## EXTRACTED INFORMATION
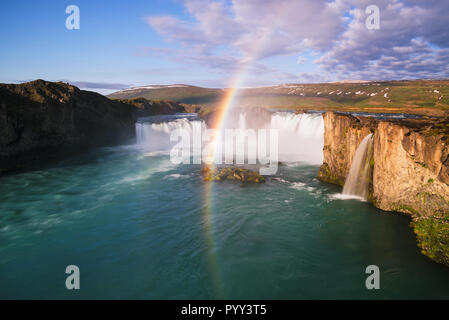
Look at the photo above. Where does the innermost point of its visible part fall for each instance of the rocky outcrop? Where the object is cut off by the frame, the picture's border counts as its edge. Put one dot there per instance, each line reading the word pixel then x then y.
pixel 41 119
pixel 342 136
pixel 410 171
pixel 232 173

## EXERCISE OBJECTIVE
Pictures are to be left out; the rest of the listing should be printed exactly.

## TASK OUTPUT
Look at the photo above. Where does the innermost point of its visible part fall for each instance of the rocky outcrop? Where the object is cut off by the frame, the picture's border counts as its edge. Put one dot there per instance, each line reading the word pixel then x then y.
pixel 41 119
pixel 342 136
pixel 410 171
pixel 232 173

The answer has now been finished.